What's needed is an exact copy of the lines from the one that contains "Every instance of the green corn" to the end of the data below, leaving the pictures out.

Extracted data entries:
※

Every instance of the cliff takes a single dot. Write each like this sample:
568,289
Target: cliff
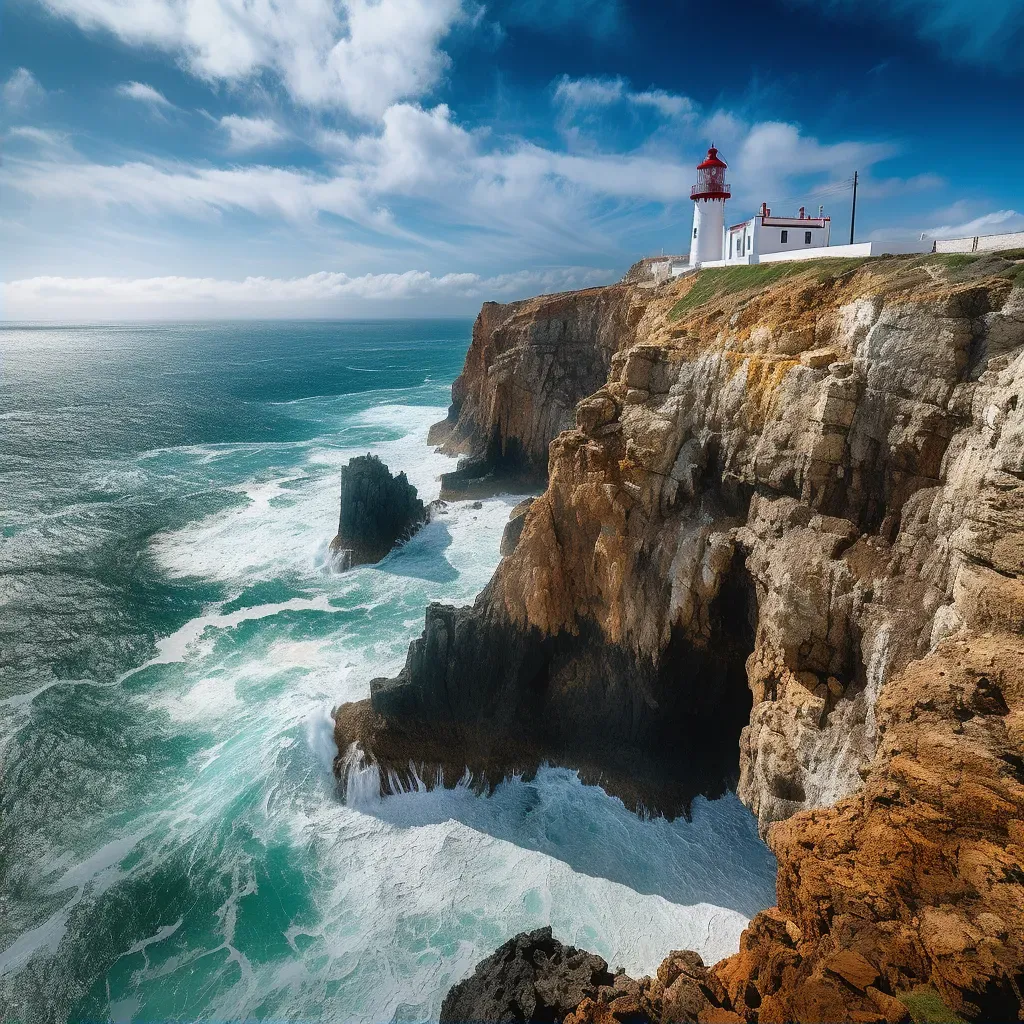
780,548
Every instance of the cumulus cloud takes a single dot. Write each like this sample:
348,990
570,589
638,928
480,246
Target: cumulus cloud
587,93
522,200
989,223
251,133
20,90
256,296
358,55
43,137
143,93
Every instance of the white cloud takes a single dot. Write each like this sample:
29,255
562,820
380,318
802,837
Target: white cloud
22,90
426,179
669,104
143,93
359,55
576,94
251,133
169,296
583,92
989,223
888,187
42,137
188,190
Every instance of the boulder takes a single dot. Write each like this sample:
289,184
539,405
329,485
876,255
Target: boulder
532,977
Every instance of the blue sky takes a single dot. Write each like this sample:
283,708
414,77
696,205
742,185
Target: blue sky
209,158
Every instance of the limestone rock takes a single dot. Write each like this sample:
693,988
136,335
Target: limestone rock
788,522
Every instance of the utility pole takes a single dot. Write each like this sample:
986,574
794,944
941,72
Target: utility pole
853,209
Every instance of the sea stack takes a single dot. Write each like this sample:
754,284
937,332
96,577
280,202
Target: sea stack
378,510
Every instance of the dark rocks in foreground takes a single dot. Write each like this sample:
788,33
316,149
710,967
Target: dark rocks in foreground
378,510
532,977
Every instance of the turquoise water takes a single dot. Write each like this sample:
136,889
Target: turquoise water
172,843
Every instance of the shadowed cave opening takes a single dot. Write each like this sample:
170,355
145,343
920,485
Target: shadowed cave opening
482,693
657,732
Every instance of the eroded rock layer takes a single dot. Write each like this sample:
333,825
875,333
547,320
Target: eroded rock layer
788,521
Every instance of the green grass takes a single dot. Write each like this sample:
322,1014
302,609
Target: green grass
716,282
719,281
926,1007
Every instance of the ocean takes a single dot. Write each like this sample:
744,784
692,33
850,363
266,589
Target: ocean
173,846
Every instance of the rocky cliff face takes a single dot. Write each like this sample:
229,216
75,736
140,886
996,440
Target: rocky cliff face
528,365
781,546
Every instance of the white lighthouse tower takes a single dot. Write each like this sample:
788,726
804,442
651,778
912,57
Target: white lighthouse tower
709,197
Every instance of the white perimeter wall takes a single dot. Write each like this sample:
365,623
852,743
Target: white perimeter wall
857,249
980,243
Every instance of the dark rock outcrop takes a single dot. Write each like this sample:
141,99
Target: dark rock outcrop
378,510
532,977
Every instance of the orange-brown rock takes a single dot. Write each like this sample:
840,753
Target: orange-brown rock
787,524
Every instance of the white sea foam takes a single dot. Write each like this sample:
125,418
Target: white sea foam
402,896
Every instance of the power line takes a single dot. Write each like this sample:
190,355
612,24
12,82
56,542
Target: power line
833,188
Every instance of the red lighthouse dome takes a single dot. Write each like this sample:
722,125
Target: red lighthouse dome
711,178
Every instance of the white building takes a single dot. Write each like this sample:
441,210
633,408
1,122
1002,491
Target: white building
763,239
764,233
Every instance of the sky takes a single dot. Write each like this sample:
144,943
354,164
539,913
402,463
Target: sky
403,158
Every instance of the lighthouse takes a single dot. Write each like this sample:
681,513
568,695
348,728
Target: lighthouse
709,197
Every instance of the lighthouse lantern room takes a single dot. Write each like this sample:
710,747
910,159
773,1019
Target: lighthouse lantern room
709,197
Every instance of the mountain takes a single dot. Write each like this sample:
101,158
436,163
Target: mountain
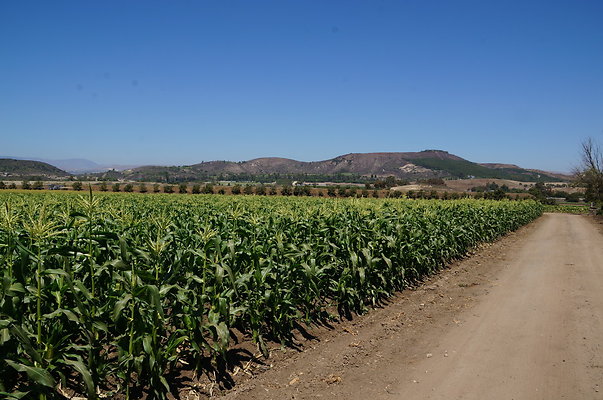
356,167
28,169
76,165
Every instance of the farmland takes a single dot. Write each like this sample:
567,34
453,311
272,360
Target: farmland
107,293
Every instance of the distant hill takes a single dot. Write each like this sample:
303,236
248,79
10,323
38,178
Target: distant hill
11,168
75,165
353,167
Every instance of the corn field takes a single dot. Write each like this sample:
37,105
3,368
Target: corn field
104,295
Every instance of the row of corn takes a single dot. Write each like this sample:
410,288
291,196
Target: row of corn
110,295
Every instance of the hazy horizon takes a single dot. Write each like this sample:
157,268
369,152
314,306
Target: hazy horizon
181,83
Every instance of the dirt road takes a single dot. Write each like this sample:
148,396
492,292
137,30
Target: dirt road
523,319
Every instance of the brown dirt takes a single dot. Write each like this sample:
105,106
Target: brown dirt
521,319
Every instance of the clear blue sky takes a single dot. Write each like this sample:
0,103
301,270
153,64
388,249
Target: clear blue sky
179,82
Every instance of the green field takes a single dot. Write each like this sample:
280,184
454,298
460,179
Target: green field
108,293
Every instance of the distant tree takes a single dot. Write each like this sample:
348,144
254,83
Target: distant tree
260,190
590,173
208,188
498,194
248,189
286,190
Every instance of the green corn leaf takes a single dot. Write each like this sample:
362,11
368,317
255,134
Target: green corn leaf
36,375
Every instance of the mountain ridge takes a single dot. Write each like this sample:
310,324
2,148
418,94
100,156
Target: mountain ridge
402,165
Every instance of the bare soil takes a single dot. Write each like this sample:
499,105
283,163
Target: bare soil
520,319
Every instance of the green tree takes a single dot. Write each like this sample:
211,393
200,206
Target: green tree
208,188
286,190
590,174
260,190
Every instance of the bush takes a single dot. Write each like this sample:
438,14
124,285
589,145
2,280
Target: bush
208,188
286,190
248,189
260,190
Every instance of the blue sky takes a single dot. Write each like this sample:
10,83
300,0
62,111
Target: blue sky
179,82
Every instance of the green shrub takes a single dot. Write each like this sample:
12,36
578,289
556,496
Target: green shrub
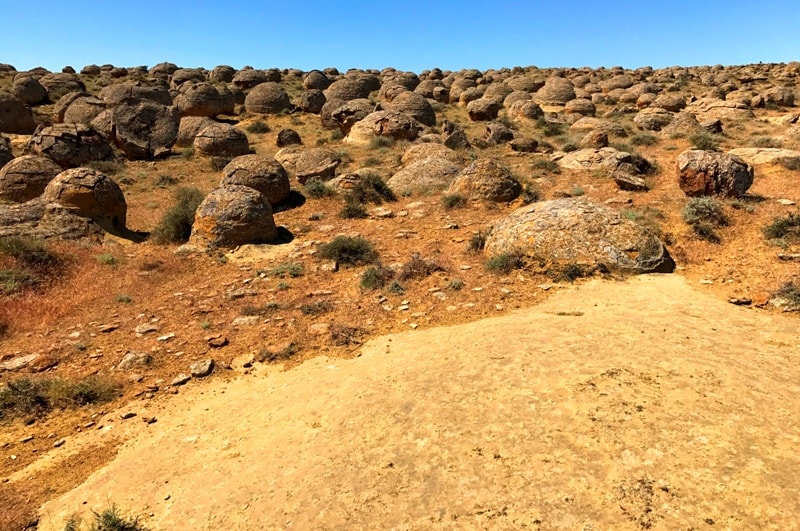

※

Solution:
Every instance of the green corn leaf takes a single dot. Write each like this sample:
362,11
368,317
255,134
Target: green corn leaf
36,375
Every instance of the mountain ridge takes a single dot. Write each like this sample:
310,324
2,148
418,94
100,156
Target: mountain ridge
402,165
Every instance of the bare soil takes a single dot. Write each like this sample:
499,105
283,163
Target: bare soil
520,319
Every instance of the green tree takes a single dot. Write each like this sample:
211,393
200,206
Target: green tree
208,188
286,190
590,174
260,190
Every instance of the bush takes a single dot. Write each like this sample:
438,14
124,285
589,145
2,280
Target: bush
208,188
286,190
248,189
260,190
Every instance of the blue sky takes a single dot. Write each like this sample:
10,83
300,0
62,111
Target: blue sky
179,82
Every instance of the green shrub takes a single dot. Write each like this sample:
12,36
578,289
556,496
Target: green shrub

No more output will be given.